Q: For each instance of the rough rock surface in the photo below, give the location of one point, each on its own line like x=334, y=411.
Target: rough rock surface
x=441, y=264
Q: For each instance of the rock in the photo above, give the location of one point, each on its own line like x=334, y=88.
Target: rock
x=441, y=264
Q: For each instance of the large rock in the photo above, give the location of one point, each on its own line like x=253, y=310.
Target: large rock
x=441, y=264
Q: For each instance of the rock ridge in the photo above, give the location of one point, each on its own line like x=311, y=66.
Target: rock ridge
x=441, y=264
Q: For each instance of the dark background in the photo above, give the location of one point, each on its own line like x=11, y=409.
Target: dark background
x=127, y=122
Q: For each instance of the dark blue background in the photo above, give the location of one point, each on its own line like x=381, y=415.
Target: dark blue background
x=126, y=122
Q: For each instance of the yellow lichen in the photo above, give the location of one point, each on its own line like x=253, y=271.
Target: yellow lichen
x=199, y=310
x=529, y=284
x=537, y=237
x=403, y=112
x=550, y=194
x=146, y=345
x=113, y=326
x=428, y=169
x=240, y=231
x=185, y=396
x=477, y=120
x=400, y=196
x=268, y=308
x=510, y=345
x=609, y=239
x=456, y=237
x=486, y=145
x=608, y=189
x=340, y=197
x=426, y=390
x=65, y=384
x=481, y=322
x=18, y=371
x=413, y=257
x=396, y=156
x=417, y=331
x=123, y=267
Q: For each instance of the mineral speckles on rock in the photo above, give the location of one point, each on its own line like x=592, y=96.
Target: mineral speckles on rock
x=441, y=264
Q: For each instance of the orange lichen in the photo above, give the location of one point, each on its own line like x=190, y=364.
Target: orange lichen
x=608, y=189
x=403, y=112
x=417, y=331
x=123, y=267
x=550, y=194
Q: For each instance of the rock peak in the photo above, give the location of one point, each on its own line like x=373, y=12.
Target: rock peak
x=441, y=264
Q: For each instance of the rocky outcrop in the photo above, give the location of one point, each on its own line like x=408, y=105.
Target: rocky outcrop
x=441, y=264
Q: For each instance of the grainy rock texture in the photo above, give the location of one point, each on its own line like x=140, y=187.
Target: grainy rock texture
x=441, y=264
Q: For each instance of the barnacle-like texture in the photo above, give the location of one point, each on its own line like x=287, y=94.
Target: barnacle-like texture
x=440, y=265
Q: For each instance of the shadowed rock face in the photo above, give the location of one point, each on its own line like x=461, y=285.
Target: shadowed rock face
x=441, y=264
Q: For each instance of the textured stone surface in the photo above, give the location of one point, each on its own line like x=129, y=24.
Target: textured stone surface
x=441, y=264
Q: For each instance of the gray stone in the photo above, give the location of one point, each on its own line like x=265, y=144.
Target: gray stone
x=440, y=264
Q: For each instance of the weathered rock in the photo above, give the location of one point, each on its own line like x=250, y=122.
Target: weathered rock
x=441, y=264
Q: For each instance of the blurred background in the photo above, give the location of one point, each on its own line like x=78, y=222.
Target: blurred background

--------------------------------------------------

Exercise instructions
Copy every one of the records above, word for word and line for line, without any changes.

Exercise solution
Q: For each instance of the rough rock surface in the photo below, give the location of one point, each on its own line like x=334, y=411.
Target: rough rock surface
x=441, y=264
Q: For each instance of the rock in the photo above, give the location of one point, each on its own line like x=334, y=88.
Target: rock
x=441, y=264
Q: For each instance of the large rock in the photo above, give the location of one point, each on its own line like x=253, y=310.
Target: large rock
x=441, y=264
Q: For each instance of the rock ridge in the photo above, give the location of one point, each on its own line like x=311, y=66.
Target: rock ridge
x=441, y=264
Q: For each instance of the dark background in the photo above, give the location of one point, each on its own line like x=11, y=409.
Target: dark background
x=127, y=122
Q: For each instance of the dark blue background in the photo above, give the location of one point, each on its own line like x=381, y=415.
Target: dark blue background
x=126, y=122
Q: For each instance of the yellow lichen in the photo above, give the location of one point, each on its own line like x=253, y=271.
Target: yellow lichen
x=199, y=310
x=529, y=284
x=537, y=237
x=403, y=112
x=550, y=194
x=146, y=345
x=113, y=326
x=428, y=169
x=240, y=231
x=185, y=396
x=477, y=120
x=400, y=196
x=268, y=308
x=510, y=345
x=609, y=239
x=456, y=237
x=486, y=145
x=608, y=189
x=340, y=197
x=426, y=390
x=65, y=384
x=481, y=322
x=18, y=371
x=413, y=257
x=396, y=156
x=417, y=331
x=123, y=267
Q: For each instance of the mineral speckles on rock in the photo above, give the location of one point, each on its own line like x=592, y=96.
Target: mineral speckles on rock
x=441, y=264
Q: For each instance of the orange lichen in the photo above, give the location of one point, each on its own line like x=190, y=364.
Target: orange lichen
x=608, y=189
x=403, y=112
x=417, y=331
x=123, y=267
x=550, y=194
Q: For each instance of the rock peak in the photo above, give the location of one point, each on its own line like x=373, y=12.
Target: rock peak
x=441, y=264
Q: For each instance of the rocky outcrop in the photo above, give the location of one point, each on its own line like x=408, y=105.
Target: rocky outcrop
x=441, y=264
Q: For each instance of the grainy rock texture in the photo above, give the location of one point, each on its own line like x=140, y=187.
Target: grainy rock texture
x=441, y=264
Q: For each instance of the barnacle-like texture in the photo above, give the location of one point, each on its own line like x=287, y=94.
Target: barnacle-like texture
x=440, y=265
Q: For each instance of the shadowed rock face in the photo above, give the location of one point, each on its own line like x=461, y=285.
Target: shadowed rock face
x=441, y=264
Q: For each instance of the textured stone surface in the photo above, give the location of one point, each on its own line like x=129, y=24.
Target: textured stone surface
x=441, y=264
Q: For each instance of the gray stone in the photo above, give the location of one point, each on its own line like x=265, y=144.
Target: gray stone
x=440, y=264
Q: For each instance of the weathered rock in the photo above, give the location of one point, each on its own line like x=250, y=122.
Target: weathered rock
x=441, y=264
Q: For each instance of the blurred background in the photo above, give the location of one point, each on its own line like x=78, y=222.
Target: blurred background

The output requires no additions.